Supplied material –

⁂

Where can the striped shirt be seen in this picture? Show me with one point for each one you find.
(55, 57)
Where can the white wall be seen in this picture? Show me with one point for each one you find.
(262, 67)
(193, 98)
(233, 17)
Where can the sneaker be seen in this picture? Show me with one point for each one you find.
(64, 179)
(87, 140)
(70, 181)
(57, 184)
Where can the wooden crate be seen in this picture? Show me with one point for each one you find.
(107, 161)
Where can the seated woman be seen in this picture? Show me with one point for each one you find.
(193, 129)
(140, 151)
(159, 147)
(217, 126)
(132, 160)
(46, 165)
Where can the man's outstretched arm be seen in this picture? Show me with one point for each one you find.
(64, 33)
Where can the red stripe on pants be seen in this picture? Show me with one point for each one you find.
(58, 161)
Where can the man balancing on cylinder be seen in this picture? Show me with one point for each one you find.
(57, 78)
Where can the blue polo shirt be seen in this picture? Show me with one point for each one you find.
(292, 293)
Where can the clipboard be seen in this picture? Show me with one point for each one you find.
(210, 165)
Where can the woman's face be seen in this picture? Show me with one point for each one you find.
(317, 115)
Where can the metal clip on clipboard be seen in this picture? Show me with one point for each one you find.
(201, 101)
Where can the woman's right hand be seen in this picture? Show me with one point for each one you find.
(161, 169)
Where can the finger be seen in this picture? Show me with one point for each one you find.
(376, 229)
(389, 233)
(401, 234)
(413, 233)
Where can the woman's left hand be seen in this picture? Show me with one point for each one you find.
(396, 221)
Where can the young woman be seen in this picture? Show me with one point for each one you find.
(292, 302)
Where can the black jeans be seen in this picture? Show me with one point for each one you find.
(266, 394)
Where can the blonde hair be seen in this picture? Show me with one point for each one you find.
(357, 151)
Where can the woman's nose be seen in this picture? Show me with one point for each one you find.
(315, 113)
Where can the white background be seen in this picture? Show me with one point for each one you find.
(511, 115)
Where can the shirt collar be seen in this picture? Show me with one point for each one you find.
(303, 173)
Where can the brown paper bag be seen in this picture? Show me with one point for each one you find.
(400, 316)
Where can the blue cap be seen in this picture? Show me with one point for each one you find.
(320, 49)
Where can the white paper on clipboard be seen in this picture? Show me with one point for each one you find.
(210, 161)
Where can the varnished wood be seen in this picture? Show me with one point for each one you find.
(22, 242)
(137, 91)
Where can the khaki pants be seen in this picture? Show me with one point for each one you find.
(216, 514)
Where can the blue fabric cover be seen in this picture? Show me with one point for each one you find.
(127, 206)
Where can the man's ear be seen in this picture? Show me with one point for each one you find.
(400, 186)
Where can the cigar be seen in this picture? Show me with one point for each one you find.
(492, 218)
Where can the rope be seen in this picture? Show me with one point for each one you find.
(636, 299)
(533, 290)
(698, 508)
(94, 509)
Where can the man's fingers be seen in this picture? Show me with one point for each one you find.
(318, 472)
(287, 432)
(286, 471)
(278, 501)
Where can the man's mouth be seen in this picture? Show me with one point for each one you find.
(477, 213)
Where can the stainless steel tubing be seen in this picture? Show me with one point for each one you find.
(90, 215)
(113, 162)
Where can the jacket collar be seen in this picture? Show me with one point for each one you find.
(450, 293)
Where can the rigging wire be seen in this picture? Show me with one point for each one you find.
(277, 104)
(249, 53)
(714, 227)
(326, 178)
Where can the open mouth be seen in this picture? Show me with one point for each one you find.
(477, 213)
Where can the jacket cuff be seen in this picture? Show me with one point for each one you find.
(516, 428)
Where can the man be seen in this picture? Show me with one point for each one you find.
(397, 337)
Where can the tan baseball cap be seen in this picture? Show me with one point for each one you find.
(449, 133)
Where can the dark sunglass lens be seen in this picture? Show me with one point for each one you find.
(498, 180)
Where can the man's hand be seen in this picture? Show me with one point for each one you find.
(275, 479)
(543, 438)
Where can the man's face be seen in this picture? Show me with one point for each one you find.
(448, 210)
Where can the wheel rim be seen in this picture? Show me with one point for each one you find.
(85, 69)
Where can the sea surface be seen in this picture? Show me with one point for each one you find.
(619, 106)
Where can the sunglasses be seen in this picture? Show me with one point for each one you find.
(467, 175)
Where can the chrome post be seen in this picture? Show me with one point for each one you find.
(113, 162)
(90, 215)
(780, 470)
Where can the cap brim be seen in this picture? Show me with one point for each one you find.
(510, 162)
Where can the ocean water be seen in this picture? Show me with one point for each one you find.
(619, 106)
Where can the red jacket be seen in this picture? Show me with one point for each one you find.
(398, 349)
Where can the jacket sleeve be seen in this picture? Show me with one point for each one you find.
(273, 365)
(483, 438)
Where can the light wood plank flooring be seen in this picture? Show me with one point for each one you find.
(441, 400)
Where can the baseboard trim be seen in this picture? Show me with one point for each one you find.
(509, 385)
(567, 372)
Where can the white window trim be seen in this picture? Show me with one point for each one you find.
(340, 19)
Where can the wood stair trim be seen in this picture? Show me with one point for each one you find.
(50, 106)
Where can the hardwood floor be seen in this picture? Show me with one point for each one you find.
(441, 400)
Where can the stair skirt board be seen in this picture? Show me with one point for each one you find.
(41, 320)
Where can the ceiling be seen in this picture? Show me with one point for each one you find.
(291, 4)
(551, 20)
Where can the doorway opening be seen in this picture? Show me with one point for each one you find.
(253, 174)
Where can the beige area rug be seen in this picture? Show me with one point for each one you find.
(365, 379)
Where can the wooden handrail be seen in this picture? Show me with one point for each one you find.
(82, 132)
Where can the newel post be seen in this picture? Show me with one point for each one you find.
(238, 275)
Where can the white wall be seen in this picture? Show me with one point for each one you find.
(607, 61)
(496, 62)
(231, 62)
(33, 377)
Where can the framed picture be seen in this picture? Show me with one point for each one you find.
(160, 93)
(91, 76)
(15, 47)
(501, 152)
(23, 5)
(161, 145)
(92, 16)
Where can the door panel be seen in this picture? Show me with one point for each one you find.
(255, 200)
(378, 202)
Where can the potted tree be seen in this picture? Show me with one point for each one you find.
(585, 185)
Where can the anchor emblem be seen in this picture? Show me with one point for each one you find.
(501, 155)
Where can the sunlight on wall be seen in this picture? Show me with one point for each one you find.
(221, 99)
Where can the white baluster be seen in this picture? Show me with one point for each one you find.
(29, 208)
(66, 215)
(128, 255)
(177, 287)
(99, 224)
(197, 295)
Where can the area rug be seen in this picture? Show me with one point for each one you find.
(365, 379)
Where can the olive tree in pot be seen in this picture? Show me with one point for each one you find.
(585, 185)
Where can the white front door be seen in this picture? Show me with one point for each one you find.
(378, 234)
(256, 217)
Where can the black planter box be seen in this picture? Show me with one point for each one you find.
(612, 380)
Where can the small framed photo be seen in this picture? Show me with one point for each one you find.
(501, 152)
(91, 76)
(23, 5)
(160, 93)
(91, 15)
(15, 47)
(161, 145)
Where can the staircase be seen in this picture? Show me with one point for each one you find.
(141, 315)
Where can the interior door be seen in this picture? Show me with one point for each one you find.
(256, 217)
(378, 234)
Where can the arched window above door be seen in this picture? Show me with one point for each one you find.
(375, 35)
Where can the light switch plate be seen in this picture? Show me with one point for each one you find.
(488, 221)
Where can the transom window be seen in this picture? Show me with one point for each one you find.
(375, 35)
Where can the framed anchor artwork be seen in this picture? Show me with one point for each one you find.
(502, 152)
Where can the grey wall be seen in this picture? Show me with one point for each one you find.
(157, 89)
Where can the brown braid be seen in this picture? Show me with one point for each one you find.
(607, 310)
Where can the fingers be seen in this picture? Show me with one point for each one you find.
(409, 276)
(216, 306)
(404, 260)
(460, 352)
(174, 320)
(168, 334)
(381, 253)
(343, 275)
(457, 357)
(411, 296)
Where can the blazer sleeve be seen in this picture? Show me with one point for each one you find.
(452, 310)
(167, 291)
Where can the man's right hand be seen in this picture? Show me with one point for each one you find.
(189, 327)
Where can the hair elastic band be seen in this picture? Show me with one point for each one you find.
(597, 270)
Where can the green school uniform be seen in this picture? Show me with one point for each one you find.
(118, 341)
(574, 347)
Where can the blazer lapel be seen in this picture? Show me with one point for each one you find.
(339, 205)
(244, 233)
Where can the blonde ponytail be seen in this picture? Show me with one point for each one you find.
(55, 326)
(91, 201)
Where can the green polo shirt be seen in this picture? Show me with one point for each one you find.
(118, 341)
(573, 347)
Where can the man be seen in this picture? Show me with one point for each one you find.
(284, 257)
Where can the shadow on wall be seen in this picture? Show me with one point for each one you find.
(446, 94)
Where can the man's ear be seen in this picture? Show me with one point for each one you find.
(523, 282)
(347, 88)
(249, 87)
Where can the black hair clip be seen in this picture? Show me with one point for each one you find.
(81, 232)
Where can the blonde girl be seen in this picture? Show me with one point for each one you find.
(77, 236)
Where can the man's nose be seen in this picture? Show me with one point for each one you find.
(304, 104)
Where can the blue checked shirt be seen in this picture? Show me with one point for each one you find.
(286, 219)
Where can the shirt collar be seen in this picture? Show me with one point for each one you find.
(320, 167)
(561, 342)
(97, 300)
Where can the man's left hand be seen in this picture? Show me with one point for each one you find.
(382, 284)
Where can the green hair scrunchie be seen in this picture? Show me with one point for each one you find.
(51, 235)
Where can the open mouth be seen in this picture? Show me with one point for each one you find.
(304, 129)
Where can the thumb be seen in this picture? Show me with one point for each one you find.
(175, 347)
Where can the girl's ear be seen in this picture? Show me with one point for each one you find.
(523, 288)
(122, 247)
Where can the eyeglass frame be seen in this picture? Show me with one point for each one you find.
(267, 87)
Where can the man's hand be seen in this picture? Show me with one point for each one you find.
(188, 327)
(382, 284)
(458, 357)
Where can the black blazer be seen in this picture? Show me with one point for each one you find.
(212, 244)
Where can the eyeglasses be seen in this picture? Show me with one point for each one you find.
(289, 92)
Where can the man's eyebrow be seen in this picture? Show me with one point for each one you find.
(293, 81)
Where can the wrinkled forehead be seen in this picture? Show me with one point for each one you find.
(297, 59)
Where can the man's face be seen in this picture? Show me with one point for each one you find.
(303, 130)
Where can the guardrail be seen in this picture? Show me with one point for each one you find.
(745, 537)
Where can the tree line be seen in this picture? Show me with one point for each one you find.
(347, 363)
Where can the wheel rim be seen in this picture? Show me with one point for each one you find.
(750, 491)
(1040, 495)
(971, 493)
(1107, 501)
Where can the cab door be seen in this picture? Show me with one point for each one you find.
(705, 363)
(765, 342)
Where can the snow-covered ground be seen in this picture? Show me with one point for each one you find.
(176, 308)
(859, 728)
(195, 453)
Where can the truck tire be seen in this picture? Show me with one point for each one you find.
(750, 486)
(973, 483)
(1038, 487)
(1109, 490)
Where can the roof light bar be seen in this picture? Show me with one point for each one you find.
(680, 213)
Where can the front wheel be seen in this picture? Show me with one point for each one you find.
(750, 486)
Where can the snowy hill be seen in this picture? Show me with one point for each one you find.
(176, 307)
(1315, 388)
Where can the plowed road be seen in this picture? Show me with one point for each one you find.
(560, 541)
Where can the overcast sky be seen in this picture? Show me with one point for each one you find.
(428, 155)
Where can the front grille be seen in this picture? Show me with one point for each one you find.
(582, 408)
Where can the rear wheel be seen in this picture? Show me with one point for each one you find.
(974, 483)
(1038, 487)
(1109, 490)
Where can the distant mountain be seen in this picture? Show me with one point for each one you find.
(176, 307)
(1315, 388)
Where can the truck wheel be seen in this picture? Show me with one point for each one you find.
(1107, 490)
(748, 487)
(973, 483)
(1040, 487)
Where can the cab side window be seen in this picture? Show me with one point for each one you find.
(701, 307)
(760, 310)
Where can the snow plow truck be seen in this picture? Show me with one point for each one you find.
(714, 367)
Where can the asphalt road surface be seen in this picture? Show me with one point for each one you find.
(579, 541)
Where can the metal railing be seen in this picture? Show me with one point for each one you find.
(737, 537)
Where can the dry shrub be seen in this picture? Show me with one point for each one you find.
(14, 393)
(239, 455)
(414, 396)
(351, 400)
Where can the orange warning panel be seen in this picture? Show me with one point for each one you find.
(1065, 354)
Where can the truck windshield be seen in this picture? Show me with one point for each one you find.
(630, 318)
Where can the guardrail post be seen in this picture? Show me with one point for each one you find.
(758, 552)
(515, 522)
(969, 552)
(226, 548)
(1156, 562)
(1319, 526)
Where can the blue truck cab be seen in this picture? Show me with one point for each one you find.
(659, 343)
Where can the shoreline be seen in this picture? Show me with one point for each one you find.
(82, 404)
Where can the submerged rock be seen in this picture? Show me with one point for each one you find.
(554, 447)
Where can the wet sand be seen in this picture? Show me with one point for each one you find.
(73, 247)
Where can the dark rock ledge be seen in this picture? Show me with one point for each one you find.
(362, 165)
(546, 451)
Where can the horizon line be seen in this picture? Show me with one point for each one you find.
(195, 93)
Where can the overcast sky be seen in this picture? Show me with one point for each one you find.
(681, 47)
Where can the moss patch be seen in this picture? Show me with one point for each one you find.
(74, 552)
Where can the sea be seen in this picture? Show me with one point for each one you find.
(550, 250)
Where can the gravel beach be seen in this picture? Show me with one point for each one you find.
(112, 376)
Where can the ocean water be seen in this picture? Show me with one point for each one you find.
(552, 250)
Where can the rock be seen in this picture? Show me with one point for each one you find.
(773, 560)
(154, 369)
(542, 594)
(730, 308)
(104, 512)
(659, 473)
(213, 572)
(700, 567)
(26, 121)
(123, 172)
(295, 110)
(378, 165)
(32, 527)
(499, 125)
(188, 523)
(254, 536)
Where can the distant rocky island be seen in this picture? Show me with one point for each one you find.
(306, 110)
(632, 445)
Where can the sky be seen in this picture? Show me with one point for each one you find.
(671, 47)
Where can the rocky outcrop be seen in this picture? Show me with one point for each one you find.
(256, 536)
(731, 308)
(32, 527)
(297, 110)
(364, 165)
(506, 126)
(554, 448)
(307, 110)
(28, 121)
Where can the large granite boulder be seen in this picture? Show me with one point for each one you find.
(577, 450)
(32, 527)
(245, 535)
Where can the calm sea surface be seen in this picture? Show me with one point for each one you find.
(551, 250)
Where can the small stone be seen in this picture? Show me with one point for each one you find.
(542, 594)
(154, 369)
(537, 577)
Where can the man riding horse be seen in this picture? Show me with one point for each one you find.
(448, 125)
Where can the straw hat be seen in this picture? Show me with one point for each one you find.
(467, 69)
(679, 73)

⁂

Work to do –
Repeat only the stretch of lines that opens with the line containing "Where can the large" and closes with the final line of the entries, both included, exactly as written.

Written response –
Where can the large granite boulder be seen in this picture? Show me with one point for each one you find.
(577, 450)
(32, 527)
(245, 535)
Where can the calm sea surface be seen in this picture? Show me with one point for each one you find.
(551, 250)
Where can the small stone be seen in this picture? Show me with one point for each one you find.
(542, 594)
(154, 369)
(537, 577)
Where can the man riding horse be seen in this picture? Show me with one point for each one you find.
(448, 125)
Where can the straw hat be seen in this picture? Show me with one point for each one you find.
(467, 69)
(679, 73)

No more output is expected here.